### Exercise description
Every line from the one with "--format 'one SVG" through the final line of the entries below should be returned exactly; leave out all other lines.

Stored items from a collection:

%%

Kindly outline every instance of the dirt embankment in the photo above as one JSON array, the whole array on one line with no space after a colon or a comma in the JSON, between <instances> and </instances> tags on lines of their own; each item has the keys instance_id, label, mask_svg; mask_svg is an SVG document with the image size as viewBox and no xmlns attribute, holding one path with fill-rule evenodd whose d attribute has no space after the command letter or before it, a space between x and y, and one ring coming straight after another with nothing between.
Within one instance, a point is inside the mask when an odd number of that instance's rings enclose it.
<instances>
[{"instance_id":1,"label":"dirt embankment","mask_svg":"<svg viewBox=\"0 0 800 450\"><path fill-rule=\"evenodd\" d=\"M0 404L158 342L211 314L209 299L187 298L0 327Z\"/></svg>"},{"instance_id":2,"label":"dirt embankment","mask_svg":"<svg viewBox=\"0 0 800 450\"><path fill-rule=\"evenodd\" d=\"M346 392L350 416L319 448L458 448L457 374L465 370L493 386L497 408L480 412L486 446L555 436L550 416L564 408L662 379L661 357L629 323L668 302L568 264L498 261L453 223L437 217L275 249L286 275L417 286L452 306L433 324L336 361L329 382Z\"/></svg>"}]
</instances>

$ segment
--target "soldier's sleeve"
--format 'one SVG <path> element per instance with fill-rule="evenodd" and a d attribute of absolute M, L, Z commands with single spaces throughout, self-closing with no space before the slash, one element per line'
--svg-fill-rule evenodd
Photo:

%%

### Result of the task
--format 'one SVG <path> element per instance with fill-rule="evenodd" and a d attribute of absolute M, L, Z commands with single spaces throughout, self-closing with no space before the slash, one element per line'
--svg-fill-rule evenodd
Photo:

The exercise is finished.